Point placement records:
■ ■ ■ ■ ■ ■ ■
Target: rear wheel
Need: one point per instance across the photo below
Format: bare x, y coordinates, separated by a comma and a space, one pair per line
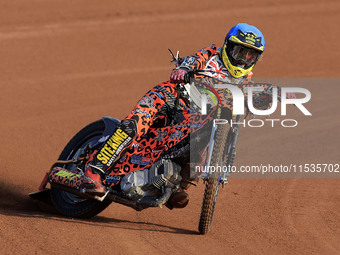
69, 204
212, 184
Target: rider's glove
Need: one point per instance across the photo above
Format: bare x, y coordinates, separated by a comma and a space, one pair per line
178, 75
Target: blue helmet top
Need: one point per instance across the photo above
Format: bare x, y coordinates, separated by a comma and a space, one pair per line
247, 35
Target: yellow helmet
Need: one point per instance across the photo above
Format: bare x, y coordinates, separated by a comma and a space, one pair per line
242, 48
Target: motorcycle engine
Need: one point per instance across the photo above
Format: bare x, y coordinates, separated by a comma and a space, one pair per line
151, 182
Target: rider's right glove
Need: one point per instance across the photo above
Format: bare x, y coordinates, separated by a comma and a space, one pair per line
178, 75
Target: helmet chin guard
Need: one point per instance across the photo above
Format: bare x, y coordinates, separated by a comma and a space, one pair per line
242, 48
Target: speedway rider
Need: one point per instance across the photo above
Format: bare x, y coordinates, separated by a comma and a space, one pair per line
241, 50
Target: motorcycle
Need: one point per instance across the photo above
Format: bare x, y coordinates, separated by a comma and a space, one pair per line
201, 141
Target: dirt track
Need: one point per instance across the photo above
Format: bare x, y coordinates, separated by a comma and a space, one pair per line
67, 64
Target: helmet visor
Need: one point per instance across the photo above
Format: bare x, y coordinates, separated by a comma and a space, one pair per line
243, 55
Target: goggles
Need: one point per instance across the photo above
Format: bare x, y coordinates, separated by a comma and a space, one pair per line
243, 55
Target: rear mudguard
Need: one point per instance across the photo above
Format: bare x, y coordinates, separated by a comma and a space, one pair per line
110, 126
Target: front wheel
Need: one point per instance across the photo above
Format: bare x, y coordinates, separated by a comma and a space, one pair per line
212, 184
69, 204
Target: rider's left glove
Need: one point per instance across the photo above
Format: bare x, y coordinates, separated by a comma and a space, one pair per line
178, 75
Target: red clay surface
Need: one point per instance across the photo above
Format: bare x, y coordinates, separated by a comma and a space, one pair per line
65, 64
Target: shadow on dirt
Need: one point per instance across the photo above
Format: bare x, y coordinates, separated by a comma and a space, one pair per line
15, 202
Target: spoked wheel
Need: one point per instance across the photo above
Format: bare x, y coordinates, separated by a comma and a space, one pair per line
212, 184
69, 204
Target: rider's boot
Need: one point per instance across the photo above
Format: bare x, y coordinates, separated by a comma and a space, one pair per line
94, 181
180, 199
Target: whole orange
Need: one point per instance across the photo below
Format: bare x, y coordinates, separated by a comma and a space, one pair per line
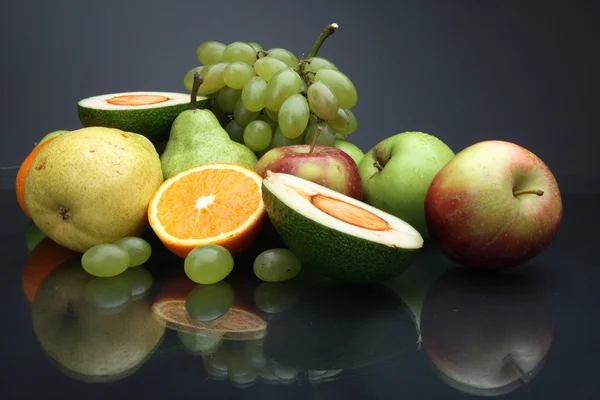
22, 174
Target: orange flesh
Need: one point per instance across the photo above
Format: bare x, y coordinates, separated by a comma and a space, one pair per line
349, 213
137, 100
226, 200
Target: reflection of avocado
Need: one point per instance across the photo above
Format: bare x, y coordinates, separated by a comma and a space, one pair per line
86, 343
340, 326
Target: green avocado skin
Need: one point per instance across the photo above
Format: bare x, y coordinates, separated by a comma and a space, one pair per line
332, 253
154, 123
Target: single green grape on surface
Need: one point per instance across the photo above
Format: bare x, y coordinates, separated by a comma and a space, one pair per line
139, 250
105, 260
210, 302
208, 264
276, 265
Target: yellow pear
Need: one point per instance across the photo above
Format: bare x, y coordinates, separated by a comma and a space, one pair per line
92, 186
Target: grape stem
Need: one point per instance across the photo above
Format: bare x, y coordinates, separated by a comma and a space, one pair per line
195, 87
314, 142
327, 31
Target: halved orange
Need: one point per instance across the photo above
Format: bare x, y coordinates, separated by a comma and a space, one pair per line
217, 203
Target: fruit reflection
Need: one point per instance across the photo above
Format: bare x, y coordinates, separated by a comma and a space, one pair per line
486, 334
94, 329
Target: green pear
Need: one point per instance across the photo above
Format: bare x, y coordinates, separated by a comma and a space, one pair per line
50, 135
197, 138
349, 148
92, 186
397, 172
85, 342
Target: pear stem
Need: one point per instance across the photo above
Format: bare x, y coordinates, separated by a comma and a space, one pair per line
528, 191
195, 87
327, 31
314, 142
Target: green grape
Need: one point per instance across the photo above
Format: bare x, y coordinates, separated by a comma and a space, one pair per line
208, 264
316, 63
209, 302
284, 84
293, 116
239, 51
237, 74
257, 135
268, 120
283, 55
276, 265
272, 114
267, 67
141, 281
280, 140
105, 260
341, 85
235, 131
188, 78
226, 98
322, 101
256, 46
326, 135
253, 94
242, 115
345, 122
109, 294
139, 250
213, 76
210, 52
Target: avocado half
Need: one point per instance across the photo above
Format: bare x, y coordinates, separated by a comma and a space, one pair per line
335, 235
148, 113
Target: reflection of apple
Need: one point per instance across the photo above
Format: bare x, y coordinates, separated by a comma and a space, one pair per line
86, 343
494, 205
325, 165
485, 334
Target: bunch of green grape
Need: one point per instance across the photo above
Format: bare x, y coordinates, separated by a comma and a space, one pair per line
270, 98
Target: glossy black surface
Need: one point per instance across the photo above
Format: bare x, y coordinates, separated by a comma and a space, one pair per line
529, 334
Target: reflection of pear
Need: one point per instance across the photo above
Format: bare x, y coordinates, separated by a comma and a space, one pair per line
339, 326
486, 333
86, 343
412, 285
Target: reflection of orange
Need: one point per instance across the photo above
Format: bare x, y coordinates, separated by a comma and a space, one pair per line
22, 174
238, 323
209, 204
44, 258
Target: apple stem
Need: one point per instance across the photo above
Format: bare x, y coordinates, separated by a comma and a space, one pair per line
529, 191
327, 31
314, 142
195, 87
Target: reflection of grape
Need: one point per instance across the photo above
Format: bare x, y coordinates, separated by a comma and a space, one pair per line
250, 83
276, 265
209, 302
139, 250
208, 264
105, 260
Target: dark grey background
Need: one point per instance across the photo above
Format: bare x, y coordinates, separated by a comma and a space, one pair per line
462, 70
■ ■ ■ ■ ■ ■ ■
All records must be output exactly as they are, except for the pictures, which are left out.

Target: rear wheel
Need: one point per instance across the photo below
Format: bare x, y coordinates, separated by a comma and a space, one pair per line
69, 204
212, 184
Target: rider's glove
Need: one point per instance across the photo above
Format: bare x, y coordinates, separated by a comma and a space, one pair per line
178, 75
Target: blue helmet top
Need: one point per instance across the photo above
Format: bare x, y coordinates, separated by a comma and a space, one pair per line
247, 35
Target: yellow helmet
Need: one point per instance across the photo above
Format: bare x, y coordinates, separated by a comma and a space, one pair per line
242, 48
Target: motorcycle engine
Need: one point per instance across the photo above
Format: bare x, y coordinates, separated by a comma and a space, one pair per line
151, 182
Target: rider's right glove
Need: one point per instance across the photo above
Format: bare x, y coordinates, separated by a comma and a space, one pair per line
178, 75
Target: helmet chin guard
Need: one point per instance across the photo above
Format: bare x, y coordinates, separated by a comma and a space, one pair per line
242, 48
Target: speedway rider
Need: one point per instance across the photo above
Format: bare x, y coordinates, separated by a comma and a space, one pair per line
241, 50
Target: motorcycle
Need: one point per instance across the photo above
Format: bare x, y coordinates, separated by a comma and a space, one pair per line
201, 141
Target: dirt track
Need: one point per instance across the photo above
Format: bare x, y coordinates, separated by a comma and a space, one pair per line
67, 64
Target: helmet visor
Need: one point per instance across the photo above
Format: bare x, y coordinates, separated by a comma and a space, one pair per line
243, 55
Target: goggles
Need: one point per instance across the photo above
Format: bare x, y coordinates, separated by a comma and a space, one pair per line
243, 55
Target: rear mudguard
Need: one point per instance across the photo above
Format: bare x, y coordinates, separated by a comma and a space, one pair per line
110, 126
Target: front wheel
Need: one point per instance across the photo above
Format: bare x, y coordinates, separated by a comma and a space, one pair per line
212, 184
69, 204
Target: rider's left glove
Need: one point per instance across the photo above
Format: bare x, y coordinates, separated by a comma and a space, one pair per line
178, 75
Target: red clay surface
Need: one point per instance across the photo above
Format: bare x, y coordinates, separated by a comma and a space, one pair per line
65, 64
Target: shadow on dirt
Need: one point per instance across the photo above
Format: bare x, y coordinates, separated by a comma and a space, one pair per line
15, 202
Target: spoked wheel
Need: one point per instance across the photo above
Format: bare x, y coordinates, separated by a comma and a space, one pair per line
212, 184
69, 204
Target: rider's boot
Need: one point per instance across the photo above
Format: bare x, y coordinates, separated by a comma and a space, one pair per line
94, 181
180, 199
Target: whole orange
Need: one point per instance across the photo below
Format: bare x, y coordinates, separated by a comma and a space, one pair per line
22, 174
Target: orange flesh
Need: one point per instance across the photo above
Format: bare x, y coordinates, separated by a comma and a space, one pair per line
349, 213
137, 100
226, 200
Target: reflection of avocado
Need: one point per instance across the photo above
Format: bare x, y coordinates, separated by a comma and a space, one pair per line
86, 343
340, 326
Target: green avocado skin
Need: one point per instance across the photo above
Format: bare x, y coordinates, separated by a comma and a space, one pair per line
332, 253
154, 123
Target: single green grape on surface
Need: one point per instance across the photo above
Format: bare x, y coordinates, separated by a comma and a space, one pair per line
139, 250
105, 260
210, 302
208, 264
276, 265
Target: yellow pear
Need: one point per instance across the photo above
Format: bare x, y coordinates, separated by a comma and a space, one pair per line
92, 186
Target: grape stem
Need: one point per instance across the photo above
Format: bare x, y coordinates, separated by a comma and a space, one pair per line
195, 87
314, 142
327, 31
Target: halved orange
Need: one point per instance across the photo above
Format: bare x, y coordinates, separated by a comma and a space, one pair per line
217, 203
Target: fruit reflection
Need: one point per instance across the photo above
Format: bare x, y coordinates, separated by a comma and a space, one pair per line
486, 334
94, 329
Target: green pear
Need: one point per instance across the photo above
Format: bare x, y coordinates, separated by a comma and a space, one pair per line
50, 135
197, 138
349, 148
92, 186
397, 172
85, 342
Target: pear stem
Need: one point per instance across the photo above
Format: bare x, y coordinates, separated by a comma and a space, one pair per line
528, 191
195, 87
327, 31
314, 142
Target: green grape
Need: one point per instance across the photo above
Format: bare x, y coordinates, separated by a comma and a space, one pair per line
208, 264
316, 63
209, 302
284, 84
293, 116
239, 51
237, 74
257, 135
268, 120
283, 55
276, 265
272, 114
267, 67
141, 281
280, 140
105, 260
341, 85
235, 131
188, 78
226, 98
322, 101
256, 46
326, 135
253, 94
242, 115
345, 122
109, 294
139, 250
213, 76
210, 52
Target: avocado half
Need: one point per instance across the photo above
Format: bare x, y coordinates, separated by a comma and a space, one pair per line
335, 235
148, 113
Target: reflection of apple
Need: one point per instance across the photo above
Format: bare x, y coordinates, separated by a comma and a space, one pair per line
86, 343
494, 205
325, 165
485, 334
Target: bunch of green grape
Need: one point per instance across the photo above
Format: bare x, y coordinates, separated by a comma and a space, one pair per line
270, 98
Target: glossy black surface
Need: one point per instance across the photo above
Format: bare x, y coordinates, separated by a comma and a space, one pair per line
529, 334
Target: reflection of pear
Need: one point per instance across the photo above
Format: bare x, y coordinates, separated by a comma and a space, one pair per line
339, 326
486, 333
86, 343
412, 285
Target: reflection of orange
Need: one point per instance across the photo above
Format: bare x, y coordinates, separated by a comma and a space, one pair per line
22, 174
238, 323
209, 204
44, 258
Target: apple stem
Need: one point per instance across the photo above
Format: bare x, y coordinates, separated by a comma and a space, one pair per line
529, 191
327, 31
314, 142
195, 87
Target: reflection of grape
Need: one point per instance across the photo above
Format: bare x, y coordinates, separated by a comma and a space, one pair per line
250, 83
276, 265
209, 302
139, 250
208, 264
105, 260
Target: dark grey background
Need: one point per instance across the photo above
Format: bare x, y coordinates, separated by a comma and a space, one pair per line
462, 70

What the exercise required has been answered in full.